_Saved entries_
▽

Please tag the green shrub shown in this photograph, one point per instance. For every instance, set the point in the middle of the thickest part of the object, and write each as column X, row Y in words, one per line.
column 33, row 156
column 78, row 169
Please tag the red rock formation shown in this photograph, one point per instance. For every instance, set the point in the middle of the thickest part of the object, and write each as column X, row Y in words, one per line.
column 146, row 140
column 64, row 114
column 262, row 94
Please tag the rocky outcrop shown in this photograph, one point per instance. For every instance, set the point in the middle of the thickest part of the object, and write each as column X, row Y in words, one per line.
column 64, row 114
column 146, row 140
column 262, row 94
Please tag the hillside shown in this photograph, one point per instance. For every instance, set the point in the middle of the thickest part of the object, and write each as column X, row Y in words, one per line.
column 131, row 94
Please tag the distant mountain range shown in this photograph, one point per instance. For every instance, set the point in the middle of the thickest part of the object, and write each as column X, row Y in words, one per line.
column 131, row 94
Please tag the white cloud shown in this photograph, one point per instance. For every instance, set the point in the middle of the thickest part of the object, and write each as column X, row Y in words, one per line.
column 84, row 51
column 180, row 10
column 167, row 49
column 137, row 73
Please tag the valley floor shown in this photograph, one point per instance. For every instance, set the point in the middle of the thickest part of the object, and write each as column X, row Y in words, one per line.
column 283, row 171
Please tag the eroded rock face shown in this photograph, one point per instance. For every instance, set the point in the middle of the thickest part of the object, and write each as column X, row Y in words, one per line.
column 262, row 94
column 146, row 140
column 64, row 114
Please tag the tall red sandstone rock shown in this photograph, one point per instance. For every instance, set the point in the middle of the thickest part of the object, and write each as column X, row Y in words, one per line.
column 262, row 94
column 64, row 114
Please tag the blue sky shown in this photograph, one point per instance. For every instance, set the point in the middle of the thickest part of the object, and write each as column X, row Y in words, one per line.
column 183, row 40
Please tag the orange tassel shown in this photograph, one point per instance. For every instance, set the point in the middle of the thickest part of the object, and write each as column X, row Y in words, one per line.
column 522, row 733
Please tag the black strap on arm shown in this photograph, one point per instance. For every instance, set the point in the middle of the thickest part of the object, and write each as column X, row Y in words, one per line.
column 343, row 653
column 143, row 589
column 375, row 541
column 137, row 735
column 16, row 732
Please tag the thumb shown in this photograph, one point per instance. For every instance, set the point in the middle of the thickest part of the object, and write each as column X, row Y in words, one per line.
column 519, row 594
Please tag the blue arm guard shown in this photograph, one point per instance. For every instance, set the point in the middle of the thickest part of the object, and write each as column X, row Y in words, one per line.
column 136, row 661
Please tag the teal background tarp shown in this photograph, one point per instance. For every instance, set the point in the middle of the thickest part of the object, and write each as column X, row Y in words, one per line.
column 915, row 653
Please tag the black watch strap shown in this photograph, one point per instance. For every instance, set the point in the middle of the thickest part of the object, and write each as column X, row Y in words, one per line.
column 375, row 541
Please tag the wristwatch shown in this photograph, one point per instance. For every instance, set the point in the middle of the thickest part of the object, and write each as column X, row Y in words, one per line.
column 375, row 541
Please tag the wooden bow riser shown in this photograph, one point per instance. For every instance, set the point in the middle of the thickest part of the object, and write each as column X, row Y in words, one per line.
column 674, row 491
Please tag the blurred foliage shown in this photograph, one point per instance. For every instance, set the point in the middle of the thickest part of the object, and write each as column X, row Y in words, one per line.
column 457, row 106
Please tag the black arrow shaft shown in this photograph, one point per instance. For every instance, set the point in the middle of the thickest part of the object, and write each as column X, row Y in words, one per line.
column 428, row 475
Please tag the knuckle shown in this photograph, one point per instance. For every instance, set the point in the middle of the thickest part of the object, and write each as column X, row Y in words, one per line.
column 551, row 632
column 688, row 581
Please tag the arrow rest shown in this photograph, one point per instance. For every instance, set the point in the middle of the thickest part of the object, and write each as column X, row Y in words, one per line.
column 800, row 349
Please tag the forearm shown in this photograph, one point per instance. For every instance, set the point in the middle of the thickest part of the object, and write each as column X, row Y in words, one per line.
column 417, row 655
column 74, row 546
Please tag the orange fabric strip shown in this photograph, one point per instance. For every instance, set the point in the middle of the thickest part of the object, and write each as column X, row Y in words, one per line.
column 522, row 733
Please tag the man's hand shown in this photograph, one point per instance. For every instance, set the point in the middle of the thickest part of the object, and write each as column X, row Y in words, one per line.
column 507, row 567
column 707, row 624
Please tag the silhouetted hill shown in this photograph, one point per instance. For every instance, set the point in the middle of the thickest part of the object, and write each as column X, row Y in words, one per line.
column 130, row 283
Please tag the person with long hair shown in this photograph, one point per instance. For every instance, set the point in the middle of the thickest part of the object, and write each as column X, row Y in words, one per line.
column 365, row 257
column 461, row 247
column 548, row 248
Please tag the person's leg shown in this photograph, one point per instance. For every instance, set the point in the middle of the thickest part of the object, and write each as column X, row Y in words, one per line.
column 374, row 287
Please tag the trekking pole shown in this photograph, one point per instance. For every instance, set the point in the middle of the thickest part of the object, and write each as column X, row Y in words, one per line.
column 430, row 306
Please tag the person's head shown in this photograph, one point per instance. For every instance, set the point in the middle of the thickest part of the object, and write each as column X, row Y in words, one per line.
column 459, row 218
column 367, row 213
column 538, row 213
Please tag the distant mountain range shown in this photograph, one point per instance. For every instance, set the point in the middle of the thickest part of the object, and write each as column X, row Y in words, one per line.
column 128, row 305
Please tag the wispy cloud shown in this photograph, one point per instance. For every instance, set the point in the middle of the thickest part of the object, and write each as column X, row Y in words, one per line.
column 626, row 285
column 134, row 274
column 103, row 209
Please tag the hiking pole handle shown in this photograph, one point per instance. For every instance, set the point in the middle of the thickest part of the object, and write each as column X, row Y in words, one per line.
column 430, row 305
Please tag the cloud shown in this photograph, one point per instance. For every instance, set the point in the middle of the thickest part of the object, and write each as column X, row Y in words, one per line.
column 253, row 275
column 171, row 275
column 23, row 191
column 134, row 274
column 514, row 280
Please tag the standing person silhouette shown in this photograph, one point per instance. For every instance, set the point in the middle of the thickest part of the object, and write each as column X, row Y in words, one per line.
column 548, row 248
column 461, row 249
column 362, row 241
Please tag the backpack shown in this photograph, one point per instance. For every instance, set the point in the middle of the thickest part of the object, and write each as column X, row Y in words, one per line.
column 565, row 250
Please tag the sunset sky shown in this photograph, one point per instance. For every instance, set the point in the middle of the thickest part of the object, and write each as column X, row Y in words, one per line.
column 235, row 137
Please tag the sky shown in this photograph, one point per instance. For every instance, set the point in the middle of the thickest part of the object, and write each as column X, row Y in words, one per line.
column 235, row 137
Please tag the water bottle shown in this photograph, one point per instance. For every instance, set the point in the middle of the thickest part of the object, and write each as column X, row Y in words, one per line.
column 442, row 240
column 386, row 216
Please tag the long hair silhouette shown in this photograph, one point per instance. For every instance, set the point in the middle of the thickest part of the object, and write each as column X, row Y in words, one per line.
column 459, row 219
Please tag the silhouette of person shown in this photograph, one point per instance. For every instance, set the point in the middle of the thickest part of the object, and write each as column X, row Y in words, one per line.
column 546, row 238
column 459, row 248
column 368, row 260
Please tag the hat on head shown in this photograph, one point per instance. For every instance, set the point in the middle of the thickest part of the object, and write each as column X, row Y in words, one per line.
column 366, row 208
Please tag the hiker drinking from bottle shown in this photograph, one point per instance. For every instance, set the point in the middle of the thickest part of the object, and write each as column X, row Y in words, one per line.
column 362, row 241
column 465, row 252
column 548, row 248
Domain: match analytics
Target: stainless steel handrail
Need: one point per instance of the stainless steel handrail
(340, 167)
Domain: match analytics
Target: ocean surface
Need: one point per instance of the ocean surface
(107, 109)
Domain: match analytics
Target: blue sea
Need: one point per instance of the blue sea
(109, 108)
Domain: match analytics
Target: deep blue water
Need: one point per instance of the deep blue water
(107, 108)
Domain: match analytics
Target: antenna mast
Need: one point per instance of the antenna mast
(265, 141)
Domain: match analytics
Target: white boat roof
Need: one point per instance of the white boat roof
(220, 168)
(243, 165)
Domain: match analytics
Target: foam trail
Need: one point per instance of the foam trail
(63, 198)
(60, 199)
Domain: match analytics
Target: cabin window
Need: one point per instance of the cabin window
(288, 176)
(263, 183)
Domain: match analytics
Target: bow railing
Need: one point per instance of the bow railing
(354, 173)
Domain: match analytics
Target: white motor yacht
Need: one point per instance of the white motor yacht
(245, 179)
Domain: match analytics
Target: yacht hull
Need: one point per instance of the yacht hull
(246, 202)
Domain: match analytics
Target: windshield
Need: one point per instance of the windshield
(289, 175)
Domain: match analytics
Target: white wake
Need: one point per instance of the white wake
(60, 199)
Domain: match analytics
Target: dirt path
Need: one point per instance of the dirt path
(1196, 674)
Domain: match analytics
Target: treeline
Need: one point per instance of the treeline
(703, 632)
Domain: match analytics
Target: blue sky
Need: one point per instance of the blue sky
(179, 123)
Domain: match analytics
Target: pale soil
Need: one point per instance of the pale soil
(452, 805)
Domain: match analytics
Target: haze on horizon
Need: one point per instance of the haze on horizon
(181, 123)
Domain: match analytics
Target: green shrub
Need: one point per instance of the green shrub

△

_Problem_
Would you retype exactly the lines above, from the line with "Need: one point per instance of the ocean" to the line with "Target: cabin window", with both end lines kept and nothing more?

_Worked solution_
Need: one point per instance of the ocean surface
(107, 109)
Domain: match analytics
Target: blue sea
Need: one point per instance of the blue sea
(109, 108)
Domain: match analytics
Target: deep blue water
Need: one point per instance of the deep blue water
(107, 108)
Domain: match analytics
Target: antenna mast
Need: one point per instance of the antenna mast
(265, 141)
Domain: match analytics
Target: white boat roof
Need: one point per instance of the white boat roof
(220, 168)
(243, 165)
Domain: match analytics
Target: foam trail
Need: one point per instance of the foam trail
(63, 198)
(60, 199)
Domain: match analytics
Target: cabin window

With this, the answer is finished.